What is needed
Repeat the following records word for word, with nothing changed.

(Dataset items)
§

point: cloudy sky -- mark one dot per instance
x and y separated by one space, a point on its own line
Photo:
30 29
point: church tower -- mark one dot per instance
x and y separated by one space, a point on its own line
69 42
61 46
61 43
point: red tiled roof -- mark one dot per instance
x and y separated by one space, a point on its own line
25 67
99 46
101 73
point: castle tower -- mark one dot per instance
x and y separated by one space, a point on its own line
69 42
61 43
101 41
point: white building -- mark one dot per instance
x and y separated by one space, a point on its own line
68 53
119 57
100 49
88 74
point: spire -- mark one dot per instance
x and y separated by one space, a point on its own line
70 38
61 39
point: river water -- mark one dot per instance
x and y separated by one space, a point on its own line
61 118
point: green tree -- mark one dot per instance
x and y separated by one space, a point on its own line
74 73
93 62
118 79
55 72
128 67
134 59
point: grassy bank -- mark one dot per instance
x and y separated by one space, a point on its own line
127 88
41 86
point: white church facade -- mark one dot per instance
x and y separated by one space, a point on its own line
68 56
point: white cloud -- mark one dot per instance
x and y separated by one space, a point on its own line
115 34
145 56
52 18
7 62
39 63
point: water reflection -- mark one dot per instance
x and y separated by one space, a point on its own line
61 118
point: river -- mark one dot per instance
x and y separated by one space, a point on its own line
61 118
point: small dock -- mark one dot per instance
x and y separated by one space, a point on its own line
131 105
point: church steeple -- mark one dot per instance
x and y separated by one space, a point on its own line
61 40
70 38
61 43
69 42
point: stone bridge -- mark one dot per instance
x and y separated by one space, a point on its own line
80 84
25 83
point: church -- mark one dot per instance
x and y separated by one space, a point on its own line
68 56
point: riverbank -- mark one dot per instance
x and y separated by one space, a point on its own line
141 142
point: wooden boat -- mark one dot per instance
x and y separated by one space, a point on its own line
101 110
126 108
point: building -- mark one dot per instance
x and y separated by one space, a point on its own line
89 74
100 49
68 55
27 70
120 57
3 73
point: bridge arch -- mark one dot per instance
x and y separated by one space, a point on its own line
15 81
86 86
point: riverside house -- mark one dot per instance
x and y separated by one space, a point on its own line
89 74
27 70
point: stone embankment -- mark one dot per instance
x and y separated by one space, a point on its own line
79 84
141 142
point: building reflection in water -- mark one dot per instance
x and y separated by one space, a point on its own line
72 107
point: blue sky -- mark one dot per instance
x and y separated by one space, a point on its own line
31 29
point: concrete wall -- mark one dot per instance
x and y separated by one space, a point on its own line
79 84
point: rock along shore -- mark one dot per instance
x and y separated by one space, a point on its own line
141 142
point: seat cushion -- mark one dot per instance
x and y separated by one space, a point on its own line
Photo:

§

The solution
point: cloudy sky -- mark one dot per instance
x and y separated by one space, a point on its own line
Photo:
30 29
point: church tower -- mark one dot per instance
x and y separated by one space, a point on its own line
69 42
61 46
61 43
point: red tiled roof -- mark one dot per instance
x and y separated by one space, a point on its own line
25 67
99 46
101 73
point: castle tower -- mark one dot per instance
x and y separated by one space, a point on its own line
69 42
61 43
101 41
point: white building -- mark one dot per instance
x and y separated by one space, a point on its own line
68 53
119 57
100 49
88 74
point: spire -- mark one dot per instance
x and y separated by one space, a point on its own line
70 38
61 39
point: river water -- mark one dot per instance
x and y separated by one space, a point on its own line
61 118
point: green tree -- mark one dot per instance
x and y separated by one space, a point on its own line
74 73
93 62
118 79
55 72
128 67
134 59
point: grassy bank -- mark one dot per instance
x and y separated by one space, a point on its own line
127 88
41 86
point: white church facade -- mark one dot per instance
x and y separated by one space, a point on its own line
68 56
point: white cloud -- mark one dot per instance
x and y separated by one space, a point on its own line
115 34
145 56
52 18
7 62
39 63
point: water reflection -- mark one dot per instance
x and y separated by one space, a point on its own line
61 118
point: river -- mark one dot per instance
x and y separated by one space, a point on its own line
61 118
point: small dock -- mark one dot per instance
x and y separated by one space, a point on its own line
131 105
point: church steeple -- mark one dot per instance
x and y separated by one space, a point on its own line
61 40
70 38
61 43
69 42
point: stone bridge -- mark one dot per instance
x and y separated by one space, a point on its own line
80 84
25 83
point: church -- mark one dot per instance
x and y separated by one space, a point on its own line
68 56
point: riverbank -- mark one dot per instance
x and y separated by one space, a point on its own line
141 142
point: wooden boat -- mark one dot per instance
x and y separated by one space, a point on its own line
101 110
126 108
point: building -- mark one dot per instance
x and y separated by one space, a point on its own line
89 74
100 49
68 55
27 70
120 57
3 73
point: bridge arch -- mark one dot per instance
x and y separated by one space, a point on its own line
15 81
86 86
point: riverside house -- mark one dot per instance
x and y separated by one space, a point on its own line
89 74
27 70
point: stone embankment -- mark one dot per instance
x and y separated by one space, a point on its own line
79 84
141 142
point: building reflection in water -- mark one dot per instance
x and y separated by one space, a point on its own line
72 107
point: blue sky -- mark one dot per instance
x and y separated by one space, a point on its own line
31 29
point: concrete wall -- mark one dot per instance
x and y separated by one space, a point on its own line
79 84
point: rock along shore -- mark one dot per instance
x and y separated by one space, a point on its own line
141 142
point: seat cushion -- mark one dot per instance
x and y separated by one space, a point on its own line
Photo:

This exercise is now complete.